[[ EXCERPTED DATA, beginning ]]

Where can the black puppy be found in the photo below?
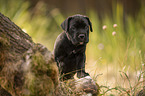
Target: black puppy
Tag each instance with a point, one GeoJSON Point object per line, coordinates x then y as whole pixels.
{"type": "Point", "coordinates": [70, 46]}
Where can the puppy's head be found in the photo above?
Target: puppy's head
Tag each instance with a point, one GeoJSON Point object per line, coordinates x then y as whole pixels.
{"type": "Point", "coordinates": [77, 29]}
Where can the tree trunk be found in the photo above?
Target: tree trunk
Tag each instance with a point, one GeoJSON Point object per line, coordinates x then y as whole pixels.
{"type": "Point", "coordinates": [26, 68]}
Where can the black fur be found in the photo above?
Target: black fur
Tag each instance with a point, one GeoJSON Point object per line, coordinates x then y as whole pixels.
{"type": "Point", "coordinates": [70, 46]}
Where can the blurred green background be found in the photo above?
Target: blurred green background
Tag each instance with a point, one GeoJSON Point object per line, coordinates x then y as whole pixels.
{"type": "Point", "coordinates": [119, 47]}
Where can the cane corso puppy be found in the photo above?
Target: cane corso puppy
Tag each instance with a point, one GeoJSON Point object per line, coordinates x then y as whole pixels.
{"type": "Point", "coordinates": [70, 46]}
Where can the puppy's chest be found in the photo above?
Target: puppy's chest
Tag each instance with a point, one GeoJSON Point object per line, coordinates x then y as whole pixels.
{"type": "Point", "coordinates": [76, 51]}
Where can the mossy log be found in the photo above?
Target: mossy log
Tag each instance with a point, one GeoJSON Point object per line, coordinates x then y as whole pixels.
{"type": "Point", "coordinates": [26, 68]}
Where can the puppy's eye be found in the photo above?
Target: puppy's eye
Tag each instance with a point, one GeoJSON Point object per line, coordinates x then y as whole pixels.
{"type": "Point", "coordinates": [86, 27]}
{"type": "Point", "coordinates": [73, 28]}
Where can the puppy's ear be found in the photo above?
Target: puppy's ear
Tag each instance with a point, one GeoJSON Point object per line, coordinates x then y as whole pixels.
{"type": "Point", "coordinates": [90, 24]}
{"type": "Point", "coordinates": [65, 24]}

[[ EXCERPTED DATA, end ]]

■ WHAT IS EXPECTED:
Could you set down every entry again exactly as written, leaving out any pictures?

■ SOLUTION TO THE EXERCISE:
Where can the black puppy be found in the photo below?
Target: black puppy
Tag each instance with a point, one GeoJSON Point object per line, coordinates x then y as whole pixels.
{"type": "Point", "coordinates": [70, 46]}
Where can the puppy's head be found in the photo above?
Target: puppy's head
Tag each instance with a point, one GeoJSON Point object per line, coordinates x then y as whole pixels.
{"type": "Point", "coordinates": [77, 29]}
Where can the tree trunk be found in the photo above?
Target: tree trunk
Tag each instance with a point, one GeoJSON Point object per line, coordinates x then y as whole pixels.
{"type": "Point", "coordinates": [26, 68]}
Where can the black fur be found in the photo above?
Target: black fur
Tag each instance with a point, one GeoJSON Point object per line, coordinates x then y as whole pixels.
{"type": "Point", "coordinates": [70, 46]}
Where can the blurred green background be found in the photo above?
Target: blurred green background
Tag each instance with a point, one GeoJSON Point object per line, coordinates x then y as whole pixels.
{"type": "Point", "coordinates": [119, 47]}
Where can the cane corso puppy be found in the photo above?
Target: cane corso puppy
Tag each instance with a point, one GeoJSON Point object per line, coordinates x then y as whole pixels.
{"type": "Point", "coordinates": [70, 46]}
Where can the puppy's chest be found in the photo above?
Target: puppy's chest
Tag each instance with a point, one GeoJSON Point object per line, coordinates x then y as whole pixels.
{"type": "Point", "coordinates": [76, 51]}
Where can the mossy log be found in the photo above?
Target: mossy log
Tag each instance with a point, one GeoJSON Point object per line, coordinates x then y as whole pixels.
{"type": "Point", "coordinates": [26, 68]}
Where can the puppy's eye be found in the photo above?
Target: puppy's eye
Tag each instance with a point, one GeoJSON Point object per line, coordinates x then y as whole pixels.
{"type": "Point", "coordinates": [86, 27]}
{"type": "Point", "coordinates": [73, 28]}
Where can the puppy's ear be found in the photo above?
Target: puppy's ear
Tag each instance with a point, one GeoJSON Point object per line, coordinates x then y as whole pixels.
{"type": "Point", "coordinates": [90, 24]}
{"type": "Point", "coordinates": [65, 24]}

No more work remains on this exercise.